本文:
第七チャプターは分けずにこれで終わらせるつもりだったんですが、あまりの文章量にちょっとこれは一つの日記で書くとダレてしまう人が続出するやもしれぬ、と思ってやむなく第七チャプターは7-1、7-2という形で取らせて頂くことになりましたorz
 後半の方は今あと少しというところですが、そのあと少しがまだまだ長いので実を言うと終わるのは恐らく今週末・・になりそうです。2週間ぶりのブログ更新となってしまった事、楽しみにしてた方(居るかどうか分からんが・・・)には待たせてしまったこととまだもう少し待ってもらう事に重ね重ねお詫び申し上げますorz

 大体の事はここで判明してますね(まだ分からん点もありますが)。
 岩を浄化してはいけんかった事とかの原因はこの後のセラーナ&ストルン(&フリア)パートで明らかになります。

 ・・・にしてもこの話、なんでここまでこんがらがったんだろう(-_-;)

課題一覧:
a. 本文について、次の(i)〜(iii)が合っているかをそれぞれ「はい」か「いいえ」で答え、決め手となる本文の語句をそのまま引用してください。(i) 第七チャプターは二つに分けて掲載されることになった。(ii) 後半はすでに書き終わっている。(iii) 今回のブログ更新は1週間ぶりである。
b. 第七チャプターの執筆を語る本文の続きを、最後の一文のあとから書き足してください。
記録はここでは一切使いません。

抽出記録:
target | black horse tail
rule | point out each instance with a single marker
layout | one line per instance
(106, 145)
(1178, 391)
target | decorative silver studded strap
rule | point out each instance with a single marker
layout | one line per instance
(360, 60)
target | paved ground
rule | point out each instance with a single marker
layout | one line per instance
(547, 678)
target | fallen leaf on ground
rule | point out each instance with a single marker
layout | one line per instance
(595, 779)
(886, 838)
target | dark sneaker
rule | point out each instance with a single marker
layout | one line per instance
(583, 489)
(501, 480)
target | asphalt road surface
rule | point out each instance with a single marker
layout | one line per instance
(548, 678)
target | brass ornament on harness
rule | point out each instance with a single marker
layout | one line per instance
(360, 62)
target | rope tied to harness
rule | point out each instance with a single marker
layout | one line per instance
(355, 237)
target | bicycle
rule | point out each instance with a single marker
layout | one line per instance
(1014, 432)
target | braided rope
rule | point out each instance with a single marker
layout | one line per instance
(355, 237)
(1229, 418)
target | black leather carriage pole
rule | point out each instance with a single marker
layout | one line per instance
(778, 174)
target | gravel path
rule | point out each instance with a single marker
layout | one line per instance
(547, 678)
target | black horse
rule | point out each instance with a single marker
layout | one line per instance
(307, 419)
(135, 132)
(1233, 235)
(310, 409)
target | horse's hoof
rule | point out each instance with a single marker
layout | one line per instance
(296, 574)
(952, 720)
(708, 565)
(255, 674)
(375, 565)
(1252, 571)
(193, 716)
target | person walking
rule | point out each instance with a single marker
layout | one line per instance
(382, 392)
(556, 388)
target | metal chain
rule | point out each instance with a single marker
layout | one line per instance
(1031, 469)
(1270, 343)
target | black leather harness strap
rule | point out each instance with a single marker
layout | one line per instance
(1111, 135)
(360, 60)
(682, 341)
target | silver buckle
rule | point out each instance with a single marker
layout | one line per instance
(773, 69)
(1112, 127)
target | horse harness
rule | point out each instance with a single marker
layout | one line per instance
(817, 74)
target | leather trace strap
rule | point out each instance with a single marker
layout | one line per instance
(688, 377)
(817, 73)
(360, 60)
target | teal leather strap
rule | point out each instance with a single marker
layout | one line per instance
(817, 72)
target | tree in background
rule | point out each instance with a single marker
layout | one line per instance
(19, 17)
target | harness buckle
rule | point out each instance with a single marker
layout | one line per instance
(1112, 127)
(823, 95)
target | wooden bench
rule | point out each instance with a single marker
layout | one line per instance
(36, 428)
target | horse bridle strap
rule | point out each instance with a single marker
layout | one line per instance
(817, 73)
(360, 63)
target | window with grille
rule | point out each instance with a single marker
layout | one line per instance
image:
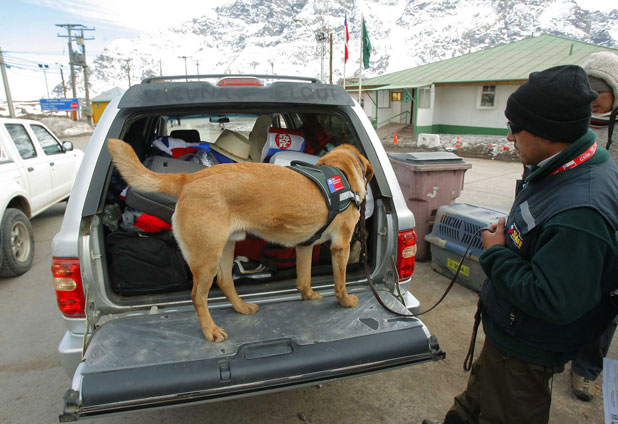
(488, 96)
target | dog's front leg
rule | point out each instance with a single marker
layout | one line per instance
(303, 272)
(340, 252)
(202, 280)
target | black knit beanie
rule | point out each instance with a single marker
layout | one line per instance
(555, 104)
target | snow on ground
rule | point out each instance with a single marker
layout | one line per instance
(481, 146)
(56, 121)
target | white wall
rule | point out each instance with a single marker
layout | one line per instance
(459, 106)
(426, 116)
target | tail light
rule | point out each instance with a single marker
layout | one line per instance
(406, 253)
(68, 286)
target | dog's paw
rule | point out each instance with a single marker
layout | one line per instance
(216, 334)
(247, 308)
(348, 301)
(312, 295)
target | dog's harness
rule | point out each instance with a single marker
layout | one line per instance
(335, 187)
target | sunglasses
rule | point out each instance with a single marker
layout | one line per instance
(513, 128)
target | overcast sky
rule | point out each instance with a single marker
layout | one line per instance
(29, 35)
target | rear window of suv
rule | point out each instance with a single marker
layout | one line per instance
(321, 131)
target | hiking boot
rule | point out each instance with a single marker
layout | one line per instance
(583, 388)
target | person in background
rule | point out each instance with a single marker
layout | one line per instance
(551, 268)
(602, 71)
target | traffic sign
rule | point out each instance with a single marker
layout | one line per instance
(59, 104)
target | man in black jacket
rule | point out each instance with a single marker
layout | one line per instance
(552, 265)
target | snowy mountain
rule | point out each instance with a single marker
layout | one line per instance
(266, 36)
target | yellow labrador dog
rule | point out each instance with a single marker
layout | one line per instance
(219, 205)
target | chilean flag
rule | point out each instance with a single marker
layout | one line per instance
(347, 38)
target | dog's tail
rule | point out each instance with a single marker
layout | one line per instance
(140, 177)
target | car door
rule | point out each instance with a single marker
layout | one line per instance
(61, 163)
(38, 174)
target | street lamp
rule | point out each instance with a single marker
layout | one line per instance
(321, 36)
(44, 67)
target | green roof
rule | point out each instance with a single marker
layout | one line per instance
(508, 62)
(109, 95)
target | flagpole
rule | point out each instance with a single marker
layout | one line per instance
(345, 48)
(360, 65)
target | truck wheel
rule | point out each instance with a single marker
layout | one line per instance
(16, 243)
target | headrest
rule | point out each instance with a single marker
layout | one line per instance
(190, 136)
(232, 145)
(282, 139)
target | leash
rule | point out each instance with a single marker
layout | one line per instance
(363, 254)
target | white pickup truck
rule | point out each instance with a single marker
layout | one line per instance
(36, 172)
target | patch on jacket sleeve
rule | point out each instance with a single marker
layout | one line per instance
(515, 235)
(335, 183)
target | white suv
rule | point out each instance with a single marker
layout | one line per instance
(37, 171)
(133, 340)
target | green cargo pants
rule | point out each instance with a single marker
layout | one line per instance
(502, 389)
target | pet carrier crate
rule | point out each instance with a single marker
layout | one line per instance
(454, 228)
(428, 180)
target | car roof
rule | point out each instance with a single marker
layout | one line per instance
(173, 91)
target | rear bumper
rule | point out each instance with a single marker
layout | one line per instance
(70, 350)
(162, 360)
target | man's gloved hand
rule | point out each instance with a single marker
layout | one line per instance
(495, 235)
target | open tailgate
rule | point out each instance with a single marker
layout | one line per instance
(163, 359)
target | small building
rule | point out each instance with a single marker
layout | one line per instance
(465, 94)
(100, 102)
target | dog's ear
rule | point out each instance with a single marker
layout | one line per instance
(368, 170)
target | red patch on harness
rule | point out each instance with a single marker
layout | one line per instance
(335, 183)
(283, 141)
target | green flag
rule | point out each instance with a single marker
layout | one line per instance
(366, 46)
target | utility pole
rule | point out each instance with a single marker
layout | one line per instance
(129, 71)
(185, 58)
(77, 59)
(5, 80)
(331, 58)
(44, 68)
(64, 87)
(80, 41)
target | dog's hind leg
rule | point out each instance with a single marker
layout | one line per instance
(340, 253)
(226, 282)
(203, 275)
(303, 272)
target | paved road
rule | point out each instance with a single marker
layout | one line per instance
(32, 381)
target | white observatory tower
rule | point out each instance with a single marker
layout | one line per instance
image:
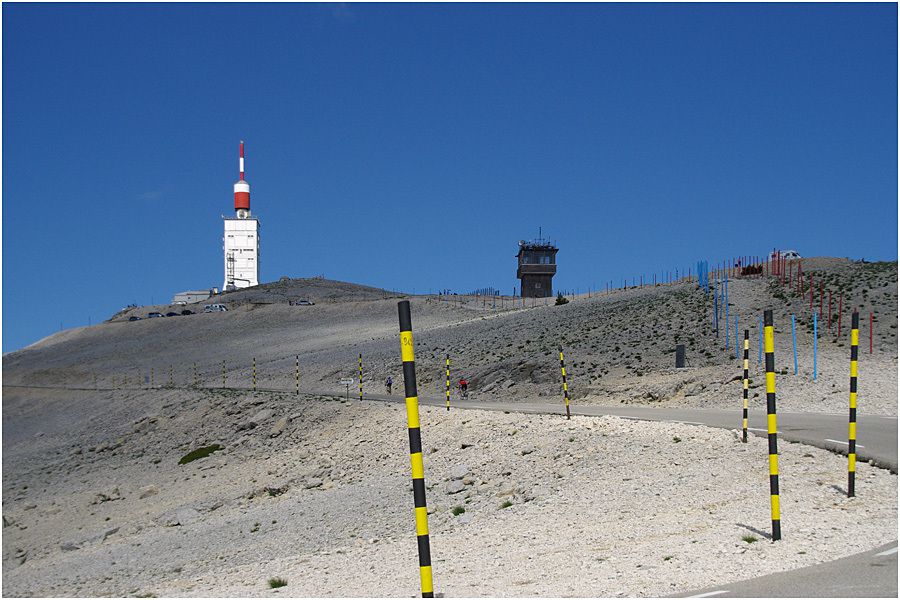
(241, 240)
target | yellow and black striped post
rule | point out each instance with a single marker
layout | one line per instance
(772, 425)
(448, 382)
(360, 376)
(746, 378)
(562, 366)
(415, 447)
(851, 448)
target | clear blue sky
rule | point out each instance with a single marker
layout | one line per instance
(412, 146)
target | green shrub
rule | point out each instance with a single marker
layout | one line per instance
(199, 453)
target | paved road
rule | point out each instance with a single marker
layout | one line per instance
(876, 435)
(869, 574)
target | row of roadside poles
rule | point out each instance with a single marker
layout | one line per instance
(415, 439)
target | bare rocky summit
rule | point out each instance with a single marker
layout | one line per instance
(186, 487)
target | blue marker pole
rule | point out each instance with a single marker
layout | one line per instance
(794, 336)
(716, 312)
(726, 312)
(815, 343)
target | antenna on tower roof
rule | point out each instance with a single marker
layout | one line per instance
(242, 160)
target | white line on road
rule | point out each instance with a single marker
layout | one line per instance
(843, 442)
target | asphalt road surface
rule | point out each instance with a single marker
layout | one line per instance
(869, 574)
(866, 575)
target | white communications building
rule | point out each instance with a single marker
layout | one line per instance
(241, 239)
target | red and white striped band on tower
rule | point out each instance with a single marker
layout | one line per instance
(242, 188)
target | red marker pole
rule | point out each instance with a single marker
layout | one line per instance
(829, 310)
(871, 327)
(821, 297)
(840, 313)
(811, 288)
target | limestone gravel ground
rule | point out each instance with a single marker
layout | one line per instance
(317, 491)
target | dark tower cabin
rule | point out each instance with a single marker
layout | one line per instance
(537, 266)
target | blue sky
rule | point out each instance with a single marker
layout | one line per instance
(412, 146)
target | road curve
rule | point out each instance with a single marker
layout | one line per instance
(868, 574)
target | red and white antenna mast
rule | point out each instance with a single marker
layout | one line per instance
(242, 191)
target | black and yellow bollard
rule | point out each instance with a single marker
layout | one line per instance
(360, 376)
(772, 425)
(448, 382)
(851, 448)
(746, 378)
(562, 366)
(415, 447)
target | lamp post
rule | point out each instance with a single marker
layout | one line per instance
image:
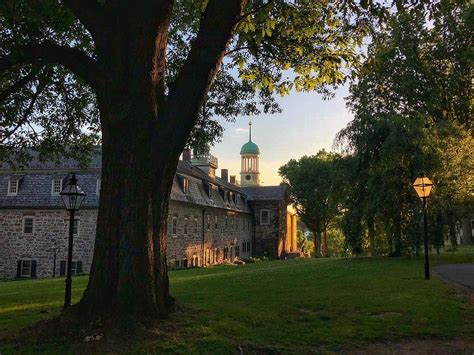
(423, 186)
(72, 196)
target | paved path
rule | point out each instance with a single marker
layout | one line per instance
(460, 273)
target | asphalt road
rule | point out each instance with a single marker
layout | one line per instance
(460, 273)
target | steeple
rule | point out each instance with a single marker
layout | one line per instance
(250, 130)
(250, 153)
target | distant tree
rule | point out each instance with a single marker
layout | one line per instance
(314, 185)
(412, 112)
(138, 79)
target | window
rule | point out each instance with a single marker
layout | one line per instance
(28, 225)
(57, 186)
(75, 227)
(185, 185)
(26, 268)
(174, 226)
(264, 217)
(12, 187)
(76, 268)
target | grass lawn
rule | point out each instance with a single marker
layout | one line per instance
(304, 304)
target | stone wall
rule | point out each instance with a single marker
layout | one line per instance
(50, 232)
(184, 249)
(189, 247)
(270, 239)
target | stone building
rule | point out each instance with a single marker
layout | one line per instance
(211, 219)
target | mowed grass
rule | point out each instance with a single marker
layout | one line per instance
(308, 303)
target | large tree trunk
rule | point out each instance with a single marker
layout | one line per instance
(371, 234)
(143, 134)
(317, 243)
(397, 235)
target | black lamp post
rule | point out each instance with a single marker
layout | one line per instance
(423, 186)
(72, 196)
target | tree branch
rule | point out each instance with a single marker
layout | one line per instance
(42, 84)
(91, 14)
(48, 52)
(192, 84)
(17, 85)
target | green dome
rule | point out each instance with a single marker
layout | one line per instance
(250, 148)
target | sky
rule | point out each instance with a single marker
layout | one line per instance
(307, 124)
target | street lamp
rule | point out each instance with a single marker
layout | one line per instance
(72, 196)
(423, 186)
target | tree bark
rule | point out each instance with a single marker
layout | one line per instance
(397, 235)
(371, 234)
(143, 134)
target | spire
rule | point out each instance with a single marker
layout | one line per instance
(250, 130)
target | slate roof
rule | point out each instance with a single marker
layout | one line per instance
(265, 193)
(36, 184)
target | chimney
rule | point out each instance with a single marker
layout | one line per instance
(225, 174)
(187, 154)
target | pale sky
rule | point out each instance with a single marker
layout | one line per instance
(307, 124)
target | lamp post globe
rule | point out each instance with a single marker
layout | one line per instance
(72, 196)
(423, 186)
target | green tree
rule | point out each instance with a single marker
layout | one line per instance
(138, 78)
(314, 185)
(412, 112)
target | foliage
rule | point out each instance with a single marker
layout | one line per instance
(279, 46)
(412, 113)
(314, 184)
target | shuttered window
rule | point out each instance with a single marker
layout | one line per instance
(76, 268)
(26, 268)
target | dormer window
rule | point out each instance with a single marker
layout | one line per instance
(56, 186)
(12, 187)
(185, 185)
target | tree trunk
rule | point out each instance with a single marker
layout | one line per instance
(397, 234)
(452, 230)
(317, 243)
(325, 243)
(143, 134)
(371, 233)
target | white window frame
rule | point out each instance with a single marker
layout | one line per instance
(185, 185)
(53, 192)
(262, 223)
(22, 274)
(174, 226)
(76, 233)
(12, 183)
(32, 225)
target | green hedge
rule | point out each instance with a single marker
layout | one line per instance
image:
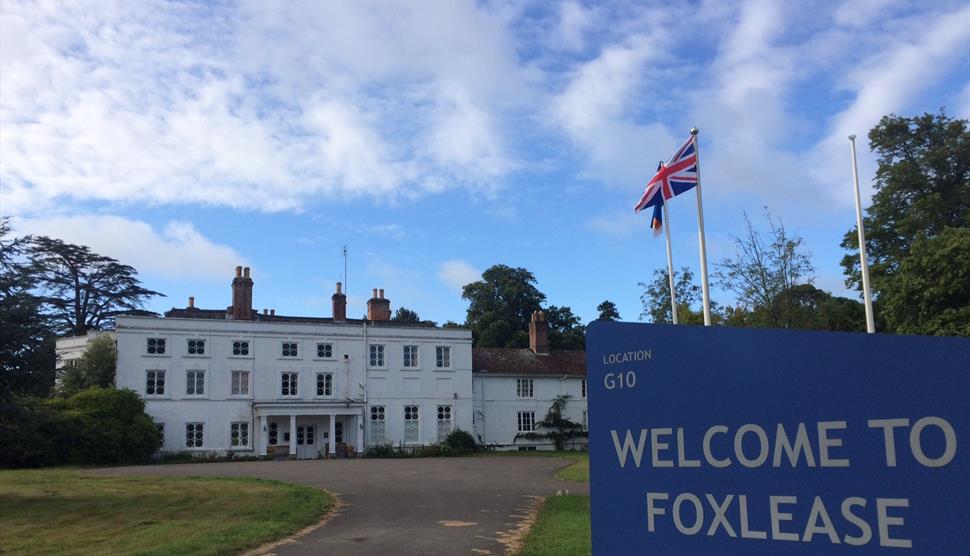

課題別の回答:
a.
(i) はい。「第七チャプターは7-1、7-2という形で取らせて頂くことになりました」
(ii) いいえ。「後半の方は今あと少しというところですが」
(iii) いいえ。「2週間ぶりのブログ更新となってしまった」

b.
 前にも言ったと思いますが、夏コミ原稿描いてたときにふと思いついたのが、Takenという言葉が襲われるという意味になるってので、ならこの言葉にちなんだ短い話でも、という感じで思ってました。その時は恐らくミラークの夢から醒めたら聖堂修復云々のところを書くつもりだったと思ってます、たぶん。
 でも原稿脱稿してこの話を書き始めた時、それじゃつまんねぇなと練り直して思いついたのが
「セラーナと別れさせてみよう」というところでした(笑)。中の人はご存知の通り、ドヴァー×セラが大好きです(笑)。なのでそこらへんを夢小説がらみ的にするのには別れてもなお、セラーナが活躍できるような話をということで、ジュリアン(どばきん)と別れてもセラーナに焦点を当てる感じに落ち着いたらこれがまたすさまじい難産でorz
 話はごじれるわおかしな伏線(一応全部回収しますので・・多分)出てくるわで風呂敷広げすぎたなぁとかなり後悔orz
 面白いなんて感想も聞かれないのでまぁ、100%俺の妄想垂れ流しになりますが、実を言うとこんくらいミラークさんは恐怖の対象だとほんとよかったなぁ。・・・でも俺の書くミラークさんなんだかおちゃらけた人みたいでこれまた表現不足が露呈(-_-;)

 長くなりました、後半も早めにUPしますのでお楽しみに。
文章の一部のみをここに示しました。